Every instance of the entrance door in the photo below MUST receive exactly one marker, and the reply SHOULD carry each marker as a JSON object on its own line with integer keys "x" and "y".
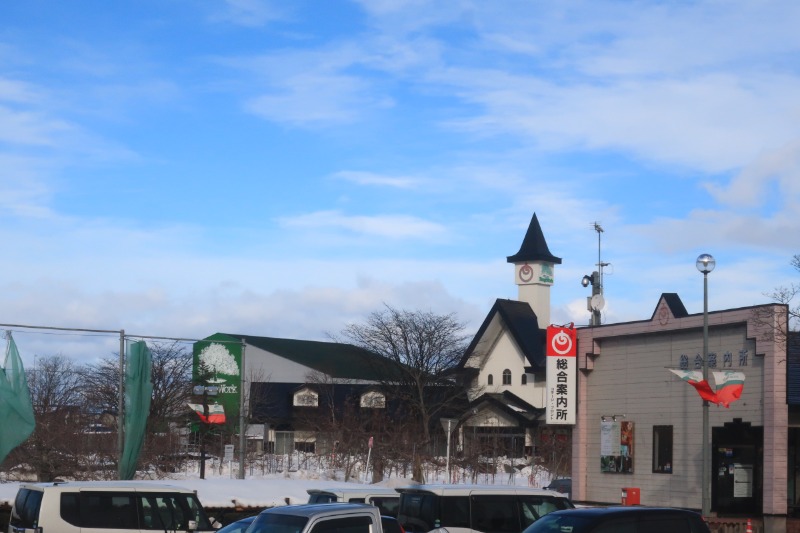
{"x": 736, "y": 486}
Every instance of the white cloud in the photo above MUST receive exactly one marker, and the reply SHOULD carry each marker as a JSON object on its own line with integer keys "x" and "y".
{"x": 391, "y": 226}
{"x": 250, "y": 13}
{"x": 372, "y": 178}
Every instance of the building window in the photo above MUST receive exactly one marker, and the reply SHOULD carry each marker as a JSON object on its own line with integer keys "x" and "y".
{"x": 306, "y": 398}
{"x": 373, "y": 399}
{"x": 662, "y": 449}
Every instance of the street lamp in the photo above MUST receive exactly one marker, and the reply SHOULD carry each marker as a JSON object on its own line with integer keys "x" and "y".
{"x": 705, "y": 264}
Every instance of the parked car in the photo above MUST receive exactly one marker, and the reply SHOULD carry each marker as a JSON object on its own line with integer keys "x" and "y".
{"x": 239, "y": 526}
{"x": 475, "y": 508}
{"x": 562, "y": 485}
{"x": 621, "y": 519}
{"x": 385, "y": 499}
{"x": 319, "y": 518}
{"x": 75, "y": 506}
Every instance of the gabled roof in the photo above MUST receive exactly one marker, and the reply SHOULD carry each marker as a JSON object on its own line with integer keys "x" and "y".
{"x": 674, "y": 303}
{"x": 337, "y": 360}
{"x": 534, "y": 247}
{"x": 522, "y": 325}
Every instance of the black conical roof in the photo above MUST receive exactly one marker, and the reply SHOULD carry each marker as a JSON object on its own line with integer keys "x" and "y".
{"x": 534, "y": 247}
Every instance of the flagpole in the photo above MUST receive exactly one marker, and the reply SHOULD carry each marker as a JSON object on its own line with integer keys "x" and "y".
{"x": 242, "y": 414}
{"x": 705, "y": 264}
{"x": 121, "y": 403}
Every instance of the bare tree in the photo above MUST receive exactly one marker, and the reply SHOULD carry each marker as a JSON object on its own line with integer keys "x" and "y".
{"x": 54, "y": 448}
{"x": 787, "y": 296}
{"x": 171, "y": 377}
{"x": 425, "y": 348}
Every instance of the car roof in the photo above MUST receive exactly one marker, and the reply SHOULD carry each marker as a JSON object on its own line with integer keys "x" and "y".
{"x": 313, "y": 509}
{"x": 354, "y": 490}
{"x": 619, "y": 509}
{"x": 465, "y": 490}
{"x": 59, "y": 486}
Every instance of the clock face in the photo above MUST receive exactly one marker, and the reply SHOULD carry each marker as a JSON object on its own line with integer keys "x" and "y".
{"x": 663, "y": 316}
{"x": 525, "y": 273}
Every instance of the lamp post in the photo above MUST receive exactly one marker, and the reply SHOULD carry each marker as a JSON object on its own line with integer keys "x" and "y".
{"x": 705, "y": 264}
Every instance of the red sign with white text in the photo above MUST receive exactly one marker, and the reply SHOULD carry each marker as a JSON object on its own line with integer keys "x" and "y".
{"x": 561, "y": 341}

◇ ◇ ◇ ◇

(JOB): Print each entry shown above with exact wording and no pictures.

(THE REPLY):
Every instance of the entrance door in the photo below MUST receive exactly one marker, and the reply SHOULD carry each marker as a JSON object on its own line with integer keys "x" and "y".
{"x": 736, "y": 486}
Every instance of the white cloud in the photo above MUST receive exactly one marker, and the reply SHOULD carry each marker as a JSON object on its own line with integer keys "x" and "y".
{"x": 391, "y": 226}
{"x": 250, "y": 13}
{"x": 372, "y": 178}
Every instance of the building window in the photo above MUST receive exactly one marker, and the reply SHOULD carry each marker as a JSON object on its own line with integer keys "x" and "y".
{"x": 306, "y": 398}
{"x": 373, "y": 399}
{"x": 662, "y": 449}
Every instance of the street lamp in the photo above MUST receive exactly one marker, and the reply SHOULD carry each marker as a JSON object on its own line with integer keys "x" and "y".
{"x": 705, "y": 264}
Every instance of the parked car in the photo above MUST receive exactly one marker, and the reply SHOULD carry each marker as a JSON object on its own line with integer keys "x" and "y".
{"x": 239, "y": 526}
{"x": 475, "y": 508}
{"x": 562, "y": 485}
{"x": 621, "y": 519}
{"x": 385, "y": 499}
{"x": 319, "y": 518}
{"x": 75, "y": 506}
Every instance of the gabled roof in the photo above MUST receive exactly one marker, and the reply SHOULD carry each marker as a JSON object on its own line with integer keys "x" and "y".
{"x": 674, "y": 303}
{"x": 337, "y": 360}
{"x": 534, "y": 247}
{"x": 522, "y": 325}
Every instance of the black conical roof in the photo above MUST receive exactly one marker, and the reply SHOULD carry each marker as a JSON object on its own line with integer keys "x" and "y".
{"x": 534, "y": 247}
Every instance of the flagpole in the photo above MUST receive exactly one marker, and the reply SHOULD carry each marker as a JSON object on its own line with integer keys "x" and "y".
{"x": 242, "y": 414}
{"x": 705, "y": 264}
{"x": 121, "y": 403}
Every instance of the bare tree in the photo above MUST receive exactly one marker, and the reply SHOULD carry each marker as a JSON object on its own line with integer keys "x" and "y".
{"x": 54, "y": 448}
{"x": 787, "y": 296}
{"x": 171, "y": 377}
{"x": 425, "y": 348}
Every instance of the car roof in the photo above MUST receive exactly one marker, and the reply SHOULD carry each marker as a JSON object on its own line with integer keys "x" and "y".
{"x": 313, "y": 509}
{"x": 354, "y": 490}
{"x": 619, "y": 509}
{"x": 465, "y": 490}
{"x": 59, "y": 486}
Every instance of the clock face in the photo above MUST receive exactly one marker, and the reply SHOULD carry each marker as a JSON object on its own line with integer keys "x" and "y".
{"x": 663, "y": 316}
{"x": 525, "y": 273}
Every instance of the lamp post in the photo above MUST receive exactly one marker, and the reply SHOULD carry each marker as a JSON object on its own line with integer keys "x" and "y".
{"x": 705, "y": 264}
Every instance of the red sign with white text in the photo above MUST receive exactly one marker, and the reply SHOULD carry each marker as a JSON object on its own line with integer keys "x" and "y".
{"x": 561, "y": 341}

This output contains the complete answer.